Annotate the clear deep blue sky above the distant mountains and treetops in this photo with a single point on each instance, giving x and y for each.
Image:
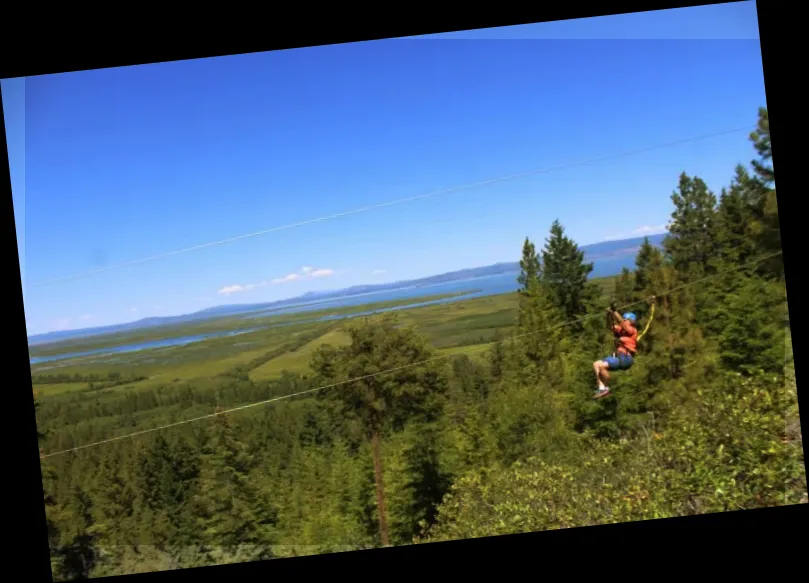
(114, 165)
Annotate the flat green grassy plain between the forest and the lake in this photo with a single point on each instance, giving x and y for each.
(283, 342)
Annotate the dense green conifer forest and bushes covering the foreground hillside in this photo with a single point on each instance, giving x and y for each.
(403, 439)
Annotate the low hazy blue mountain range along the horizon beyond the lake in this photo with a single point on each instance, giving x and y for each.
(609, 258)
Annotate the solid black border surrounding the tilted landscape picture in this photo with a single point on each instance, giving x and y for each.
(736, 539)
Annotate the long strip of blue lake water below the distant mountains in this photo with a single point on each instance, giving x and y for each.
(476, 287)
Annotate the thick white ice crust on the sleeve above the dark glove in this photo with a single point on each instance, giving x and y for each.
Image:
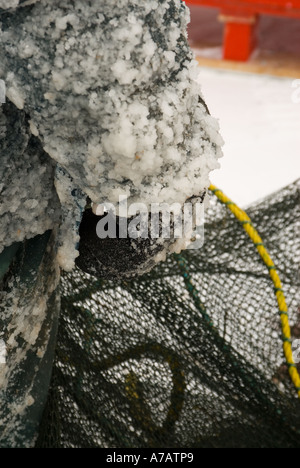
(112, 95)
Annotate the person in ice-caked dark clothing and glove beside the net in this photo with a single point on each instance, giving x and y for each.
(102, 101)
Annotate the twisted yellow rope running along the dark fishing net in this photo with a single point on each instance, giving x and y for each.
(256, 239)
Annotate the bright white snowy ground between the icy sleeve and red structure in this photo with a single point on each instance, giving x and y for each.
(260, 124)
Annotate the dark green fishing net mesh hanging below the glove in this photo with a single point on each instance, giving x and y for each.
(189, 355)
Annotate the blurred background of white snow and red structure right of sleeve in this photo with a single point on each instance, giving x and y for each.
(253, 89)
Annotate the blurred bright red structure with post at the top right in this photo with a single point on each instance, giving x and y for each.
(241, 17)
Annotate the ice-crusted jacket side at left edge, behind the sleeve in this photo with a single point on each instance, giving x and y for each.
(28, 202)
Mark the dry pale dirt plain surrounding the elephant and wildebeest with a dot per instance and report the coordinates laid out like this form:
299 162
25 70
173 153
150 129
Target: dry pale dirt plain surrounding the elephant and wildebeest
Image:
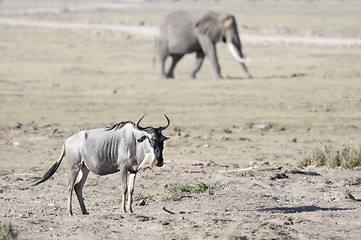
242 138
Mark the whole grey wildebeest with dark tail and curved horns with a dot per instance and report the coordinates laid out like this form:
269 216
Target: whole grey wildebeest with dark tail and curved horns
123 148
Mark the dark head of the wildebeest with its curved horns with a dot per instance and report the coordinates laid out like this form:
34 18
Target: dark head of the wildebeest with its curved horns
156 140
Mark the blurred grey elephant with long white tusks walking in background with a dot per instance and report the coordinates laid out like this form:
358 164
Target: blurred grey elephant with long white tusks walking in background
184 32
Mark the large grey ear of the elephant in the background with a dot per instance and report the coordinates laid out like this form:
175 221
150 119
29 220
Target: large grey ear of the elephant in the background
210 26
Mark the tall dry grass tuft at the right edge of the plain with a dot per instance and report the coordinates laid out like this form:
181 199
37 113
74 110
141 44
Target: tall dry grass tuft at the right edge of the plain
346 156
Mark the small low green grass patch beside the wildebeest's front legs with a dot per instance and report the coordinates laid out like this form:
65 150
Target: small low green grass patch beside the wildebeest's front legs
176 191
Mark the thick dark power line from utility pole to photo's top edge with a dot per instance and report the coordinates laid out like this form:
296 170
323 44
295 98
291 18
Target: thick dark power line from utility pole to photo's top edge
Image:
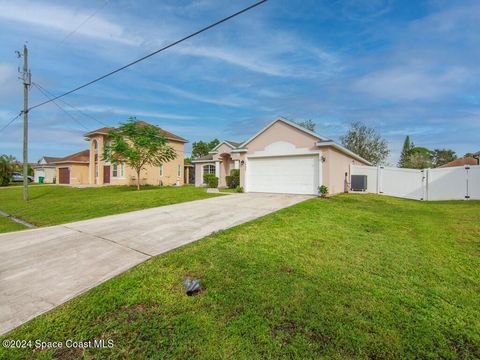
153 53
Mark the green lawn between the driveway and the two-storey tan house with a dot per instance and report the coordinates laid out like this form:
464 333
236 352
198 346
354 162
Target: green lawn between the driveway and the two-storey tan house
51 205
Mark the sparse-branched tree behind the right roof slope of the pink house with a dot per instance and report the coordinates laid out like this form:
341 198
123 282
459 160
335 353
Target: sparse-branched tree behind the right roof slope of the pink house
366 142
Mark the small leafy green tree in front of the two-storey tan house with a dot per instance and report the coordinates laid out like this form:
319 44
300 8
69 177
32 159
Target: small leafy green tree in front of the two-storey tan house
138 144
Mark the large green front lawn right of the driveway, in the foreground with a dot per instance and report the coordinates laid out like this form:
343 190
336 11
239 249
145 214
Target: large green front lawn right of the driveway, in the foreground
354 276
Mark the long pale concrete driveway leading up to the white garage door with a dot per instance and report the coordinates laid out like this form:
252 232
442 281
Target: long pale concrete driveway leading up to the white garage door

• _Problem_
What are the lines from the one with "Target: sparse-branched tree" through the end of the entries? Give them again exactly, both end lines included.

• _Response_
Target: sparse-branched tree behind the right roof slope of the pink house
366 142
Mark the small leafy green tree in front of the two-storey tan house with a dot per instance and report the coordinates laid out like this form:
319 44
300 8
69 177
32 159
Target: small leafy green tree in front of the two-storey tan house
138 144
Mark the large green front lawn right of the driveway, in the foreground with a dot per instance and report the coordinates laid out like this form:
343 190
336 11
239 249
145 214
Target: large green front lawn right of the driveway, in the foreground
354 276
Mark the long pale concrete driveway leading up to the white garage door with a dot per instance and report the coordinates laid out like this form:
252 232
442 281
Target: long pale concrete driveway leading up to the white garage door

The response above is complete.